SUPPLIED INFORMATION
↓↓↓

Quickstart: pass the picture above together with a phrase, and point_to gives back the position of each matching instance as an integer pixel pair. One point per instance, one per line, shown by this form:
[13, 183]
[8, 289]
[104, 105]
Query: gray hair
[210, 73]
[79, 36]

↑↑↑

BRIEF
Render every line of the rows above as a JSON list of strings, one string per line, and leave out any blank lines.

SOLUTION TO THIS EXERCISE
[
  "Quickstart: pass the picture above together with a phrase, and point_to gives back the position of each matching instance as an integer pixel pair. One point per instance, one per line, shown by this form:",
  "[13, 183]",
  "[8, 289]",
  "[104, 105]",
  "Query: gray hair",
  "[210, 73]",
  "[79, 36]"
]